**Try it:**
Would you please retype the records that follow, word for word?
[Provided entries]
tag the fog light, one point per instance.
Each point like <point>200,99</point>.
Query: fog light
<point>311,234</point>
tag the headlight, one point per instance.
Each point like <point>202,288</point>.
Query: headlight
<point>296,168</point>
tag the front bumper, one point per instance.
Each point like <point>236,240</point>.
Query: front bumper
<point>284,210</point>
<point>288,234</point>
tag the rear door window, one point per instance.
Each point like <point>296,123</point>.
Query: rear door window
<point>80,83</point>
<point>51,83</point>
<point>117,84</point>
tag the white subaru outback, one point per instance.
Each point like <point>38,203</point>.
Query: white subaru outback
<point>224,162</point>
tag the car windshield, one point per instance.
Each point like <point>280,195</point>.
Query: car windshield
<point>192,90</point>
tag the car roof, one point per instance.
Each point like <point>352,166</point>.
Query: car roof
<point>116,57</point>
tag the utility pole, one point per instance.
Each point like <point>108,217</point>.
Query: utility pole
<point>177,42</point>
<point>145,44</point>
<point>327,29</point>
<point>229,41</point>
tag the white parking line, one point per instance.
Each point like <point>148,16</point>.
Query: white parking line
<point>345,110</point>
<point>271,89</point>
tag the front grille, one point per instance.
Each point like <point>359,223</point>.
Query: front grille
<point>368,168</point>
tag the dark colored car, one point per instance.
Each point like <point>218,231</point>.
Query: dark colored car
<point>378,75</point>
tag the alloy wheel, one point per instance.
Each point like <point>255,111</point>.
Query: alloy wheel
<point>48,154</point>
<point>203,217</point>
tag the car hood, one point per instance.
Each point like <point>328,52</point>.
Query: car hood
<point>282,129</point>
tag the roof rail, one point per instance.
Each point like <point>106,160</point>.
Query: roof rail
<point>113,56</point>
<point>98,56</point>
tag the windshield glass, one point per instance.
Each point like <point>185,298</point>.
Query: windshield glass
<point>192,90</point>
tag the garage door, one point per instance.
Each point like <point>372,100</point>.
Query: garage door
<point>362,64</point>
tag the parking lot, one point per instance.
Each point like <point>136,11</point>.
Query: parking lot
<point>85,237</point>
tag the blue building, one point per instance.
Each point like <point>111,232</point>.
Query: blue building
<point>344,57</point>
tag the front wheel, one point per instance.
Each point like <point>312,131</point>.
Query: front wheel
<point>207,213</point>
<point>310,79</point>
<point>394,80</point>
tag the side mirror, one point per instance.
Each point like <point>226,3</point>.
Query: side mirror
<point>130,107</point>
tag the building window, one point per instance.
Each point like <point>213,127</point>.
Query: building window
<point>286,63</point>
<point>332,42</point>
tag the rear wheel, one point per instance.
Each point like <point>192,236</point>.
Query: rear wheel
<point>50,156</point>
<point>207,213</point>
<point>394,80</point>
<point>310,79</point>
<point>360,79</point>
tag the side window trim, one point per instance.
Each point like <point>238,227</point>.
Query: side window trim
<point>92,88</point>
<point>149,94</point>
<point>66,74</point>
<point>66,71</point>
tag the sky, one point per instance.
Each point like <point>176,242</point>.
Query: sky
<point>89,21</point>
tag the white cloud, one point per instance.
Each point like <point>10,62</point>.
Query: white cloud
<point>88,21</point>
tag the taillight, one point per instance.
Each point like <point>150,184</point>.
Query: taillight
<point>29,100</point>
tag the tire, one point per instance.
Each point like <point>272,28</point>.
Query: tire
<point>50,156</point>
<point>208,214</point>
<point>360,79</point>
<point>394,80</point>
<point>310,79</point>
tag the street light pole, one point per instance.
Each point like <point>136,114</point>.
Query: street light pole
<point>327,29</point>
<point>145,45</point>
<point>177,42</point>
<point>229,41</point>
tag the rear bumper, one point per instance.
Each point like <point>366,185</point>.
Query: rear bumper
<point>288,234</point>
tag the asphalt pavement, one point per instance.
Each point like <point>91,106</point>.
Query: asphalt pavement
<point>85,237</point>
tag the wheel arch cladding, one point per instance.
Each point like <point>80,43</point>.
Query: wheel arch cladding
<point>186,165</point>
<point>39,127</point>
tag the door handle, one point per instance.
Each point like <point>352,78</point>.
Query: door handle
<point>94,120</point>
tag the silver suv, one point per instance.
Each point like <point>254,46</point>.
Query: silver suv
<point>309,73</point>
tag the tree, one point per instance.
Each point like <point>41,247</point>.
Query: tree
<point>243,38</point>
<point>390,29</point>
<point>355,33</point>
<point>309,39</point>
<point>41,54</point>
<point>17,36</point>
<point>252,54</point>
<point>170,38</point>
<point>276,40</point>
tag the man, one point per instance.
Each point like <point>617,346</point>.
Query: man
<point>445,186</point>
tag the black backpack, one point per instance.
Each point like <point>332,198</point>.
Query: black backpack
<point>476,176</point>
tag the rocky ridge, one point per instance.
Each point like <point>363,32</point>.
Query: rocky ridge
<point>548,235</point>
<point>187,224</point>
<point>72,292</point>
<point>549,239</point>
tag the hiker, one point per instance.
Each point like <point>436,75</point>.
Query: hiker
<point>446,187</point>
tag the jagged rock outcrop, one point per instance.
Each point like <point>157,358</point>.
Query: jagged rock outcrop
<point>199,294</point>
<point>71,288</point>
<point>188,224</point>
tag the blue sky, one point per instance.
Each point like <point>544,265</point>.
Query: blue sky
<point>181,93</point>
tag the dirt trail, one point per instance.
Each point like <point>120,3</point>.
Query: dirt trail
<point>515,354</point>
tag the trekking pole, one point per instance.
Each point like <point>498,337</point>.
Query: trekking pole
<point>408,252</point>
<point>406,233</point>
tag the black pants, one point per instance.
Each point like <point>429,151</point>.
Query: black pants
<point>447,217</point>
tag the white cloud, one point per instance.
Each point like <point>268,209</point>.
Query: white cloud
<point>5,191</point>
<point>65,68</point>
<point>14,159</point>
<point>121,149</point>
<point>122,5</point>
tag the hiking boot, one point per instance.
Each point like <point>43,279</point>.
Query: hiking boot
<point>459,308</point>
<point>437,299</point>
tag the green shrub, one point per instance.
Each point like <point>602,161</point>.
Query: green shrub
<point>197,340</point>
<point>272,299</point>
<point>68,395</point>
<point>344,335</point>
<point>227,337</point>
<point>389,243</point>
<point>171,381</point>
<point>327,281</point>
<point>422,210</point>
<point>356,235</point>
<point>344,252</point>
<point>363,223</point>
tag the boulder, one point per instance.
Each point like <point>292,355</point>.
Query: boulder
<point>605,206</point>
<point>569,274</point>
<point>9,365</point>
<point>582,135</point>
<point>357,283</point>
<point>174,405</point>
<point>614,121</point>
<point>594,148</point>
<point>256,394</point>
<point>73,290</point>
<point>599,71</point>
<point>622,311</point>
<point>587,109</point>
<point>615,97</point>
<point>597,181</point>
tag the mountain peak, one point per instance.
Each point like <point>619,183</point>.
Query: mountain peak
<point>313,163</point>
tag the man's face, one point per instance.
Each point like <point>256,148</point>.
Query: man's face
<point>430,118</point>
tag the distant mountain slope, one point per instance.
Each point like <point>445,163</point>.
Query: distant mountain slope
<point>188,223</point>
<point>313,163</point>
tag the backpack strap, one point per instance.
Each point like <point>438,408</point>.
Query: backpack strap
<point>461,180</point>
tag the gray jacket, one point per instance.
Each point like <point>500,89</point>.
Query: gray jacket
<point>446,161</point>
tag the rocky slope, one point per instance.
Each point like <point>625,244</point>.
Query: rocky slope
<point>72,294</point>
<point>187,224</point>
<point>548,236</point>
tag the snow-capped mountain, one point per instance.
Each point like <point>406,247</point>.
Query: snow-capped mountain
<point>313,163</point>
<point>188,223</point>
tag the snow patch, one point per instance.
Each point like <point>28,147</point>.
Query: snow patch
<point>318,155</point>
[/Provided entries]
**Your solution:**
tag the fog light, one point per instance.
Each point like <point>200,99</point>.
Query: fog light
<point>311,234</point>
tag the headlight, one point per instance.
Each point like <point>202,288</point>.
Query: headlight
<point>296,168</point>
tag the front bumper, one point per instance.
Each point like <point>236,240</point>.
Query: front bumper
<point>284,210</point>
<point>288,234</point>
tag the rear door window, one point per instance.
Each point like <point>296,123</point>.
Query: rear door window
<point>80,83</point>
<point>51,83</point>
<point>117,84</point>
tag the white subaru outback, one point per instance.
Each point like <point>38,203</point>.
Query: white subaru outback
<point>224,162</point>
tag the car windshield, one point per instance.
Each point like <point>280,195</point>.
Query: car windshield
<point>192,90</point>
tag the car roof, one point per instance.
Each point like <point>352,166</point>.
Query: car roof
<point>116,57</point>
tag the utility pole, one point per instance.
Each point like <point>108,217</point>.
Query: utility pole
<point>177,42</point>
<point>145,44</point>
<point>327,29</point>
<point>229,41</point>
tag the white parking line, one point per instance.
Each point like <point>148,16</point>.
Query: white parking line
<point>345,110</point>
<point>271,89</point>
tag the front grille, one point per instance.
Each point like <point>359,223</point>.
Query: front grille
<point>368,168</point>
tag the dark colored car, one point per instance.
Each point like <point>218,231</point>.
Query: dark colored car
<point>378,75</point>
tag the alloy wheel, one point per instance.
Each point like <point>255,111</point>.
Query: alloy wheel
<point>48,154</point>
<point>203,217</point>
tag the car hood, one point per instance.
Each point like <point>328,52</point>.
Query: car hood
<point>282,129</point>
tag the roof rail, one point per instance.
Each point like <point>106,160</point>.
Query: roof rail
<point>113,56</point>
<point>98,56</point>
tag the windshield glass, one point per instance.
Each point like <point>185,298</point>.
Query: windshield glass
<point>192,90</point>
tag the garage door, one point per instance.
Each point like <point>372,100</point>.
Query: garage door
<point>362,64</point>
tag the parking lot, one point per instance.
Each point like <point>136,11</point>.
Query: parking lot
<point>85,237</point>
tag the blue building, one point per instance.
Each point like <point>111,232</point>.
Query: blue building
<point>344,57</point>
tag the front wheel, one point per instance.
Each point like <point>312,131</point>.
Query: front wheel
<point>207,213</point>
<point>310,79</point>
<point>394,80</point>
tag the side mirror, one point per instance.
Each point like <point>226,3</point>.
Query: side mirror
<point>130,107</point>
tag the building window, one point per instance.
Each point like <point>213,127</point>.
Query: building window
<point>286,63</point>
<point>332,42</point>
tag the rear wheel, one point per instance.
Each point like <point>192,236</point>.
Query: rear wheel
<point>50,156</point>
<point>207,213</point>
<point>394,80</point>
<point>310,79</point>
<point>360,79</point>
tag the side window trim, one point per instance.
Each point like <point>238,227</point>.
Query: side window trim
<point>92,88</point>
<point>149,94</point>
<point>66,74</point>
<point>66,71</point>
tag the sky, one point per instance.
Each point like <point>176,242</point>.
Query: sky
<point>89,21</point>
tag the white cloud, one point per instance.
Each point like <point>10,62</point>.
Query: white cloud
<point>88,21</point>
tag the taillight, one point per instance.
Each point like <point>150,184</point>.
Query: taillight
<point>29,100</point>
tag the tire, one point per instance.
Each point like <point>272,28</point>.
Query: tire
<point>50,156</point>
<point>208,214</point>
<point>360,79</point>
<point>394,80</point>
<point>310,79</point>
tag the street light pole, one point per instance.
Each point like <point>136,114</point>.
Query: street light pole
<point>327,29</point>
<point>145,45</point>
<point>177,42</point>
<point>229,41</point>
tag the rear bumper, one point per instance.
Each point like <point>366,185</point>.
Query: rear bumper
<point>288,234</point>
tag the asphalt pavement, one point per instance.
Each point like <point>91,106</point>.
Query: asphalt pavement
<point>85,237</point>
tag the wheel arch cladding, one point per instance.
Each point like <point>80,43</point>.
Query: wheel arch cladding
<point>186,165</point>
<point>39,127</point>
tag the door handle, one point per instance.
Each point like <point>352,78</point>.
Query: door handle
<point>94,120</point>
tag the silver suv, one point per instance.
Each point like <point>254,46</point>.
Query: silver suv
<point>309,73</point>
tag the tree, one point per instance.
Each point like <point>41,247</point>.
Query: tree
<point>243,38</point>
<point>390,29</point>
<point>355,33</point>
<point>309,39</point>
<point>41,54</point>
<point>17,36</point>
<point>252,54</point>
<point>170,38</point>
<point>276,40</point>
tag the man, one point per instance.
Each point like <point>617,346</point>.
Query: man
<point>445,186</point>
tag the black backpack, one point per instance.
Each point like <point>332,198</point>.
Query: black backpack
<point>476,176</point>
tag the rocky ridge, one point per instance.
Each point like <point>363,32</point>.
Query: rocky ridge
<point>548,235</point>
<point>187,224</point>
<point>72,292</point>
<point>549,239</point>
tag the hiker, one point per instance.
Each point like <point>436,75</point>.
Query: hiker
<point>446,187</point>
tag the jagged rock outcrop, one point per instance.
Each point like <point>157,358</point>.
Query: jagged rock outcrop
<point>199,294</point>
<point>71,288</point>
<point>188,224</point>
tag the blue sky, one point per instance.
Each point like <point>544,265</point>.
Query: blue sky
<point>181,93</point>
tag the dirt trail, one point per instance.
Each point like <point>120,3</point>.
Query: dirt trail
<point>515,354</point>
tag the trekking pole, one point per instance.
Each point like <point>498,337</point>.
Query: trekking pole
<point>408,252</point>
<point>406,233</point>
tag the black pants, one point per instance.
Each point like <point>429,151</point>.
Query: black pants
<point>447,217</point>
tag the white cloud, one point per instance.
Each point like <point>268,209</point>.
Query: white cloud
<point>5,191</point>
<point>65,68</point>
<point>14,159</point>
<point>121,149</point>
<point>122,5</point>
tag the hiking boot, one point per instance.
Each point like <point>43,279</point>.
Query: hiking boot
<point>459,308</point>
<point>437,299</point>
tag the green shrub, one point per instance.
Each point like <point>602,161</point>.
Query: green shrub
<point>197,340</point>
<point>272,299</point>
<point>68,395</point>
<point>344,335</point>
<point>227,337</point>
<point>389,243</point>
<point>171,381</point>
<point>327,281</point>
<point>422,210</point>
<point>356,235</point>
<point>344,252</point>
<point>363,223</point>
tag the boulder, one point per instance.
Each point like <point>292,355</point>.
Query: boulder
<point>605,206</point>
<point>569,274</point>
<point>9,365</point>
<point>582,135</point>
<point>357,283</point>
<point>174,405</point>
<point>614,121</point>
<point>594,148</point>
<point>256,394</point>
<point>73,290</point>
<point>599,71</point>
<point>622,311</point>
<point>587,109</point>
<point>615,97</point>
<point>597,181</point>
tag the mountain peak, one point per instance.
Each point like <point>619,183</point>.
Query: mountain peak
<point>313,163</point>
tag the man's face, one point per instance.
Each point like <point>256,148</point>.
Query: man's face
<point>430,118</point>
tag the distant mountain slope, one point per instance.
Each point like <point>445,163</point>.
Query: distant mountain slope
<point>188,223</point>
<point>313,163</point>
tag the backpack strap, one point per instance.
Each point like <point>438,408</point>.
Query: backpack strap
<point>461,180</point>
tag the gray jacket, one point per instance.
Each point like <point>500,89</point>.
Query: gray jacket
<point>446,161</point>
tag the rocky slope, one point per instance.
Each point like <point>625,244</point>.
Query: rocky slope
<point>72,294</point>
<point>187,224</point>
<point>548,236</point>
tag the snow-capped mountain, one point per instance.
Each point like <point>406,247</point>.
Query: snow-capped mountain
<point>313,163</point>
<point>188,223</point>
tag the snow patch, one point per instance.
Each point like <point>28,147</point>.
Query: snow patch
<point>318,155</point>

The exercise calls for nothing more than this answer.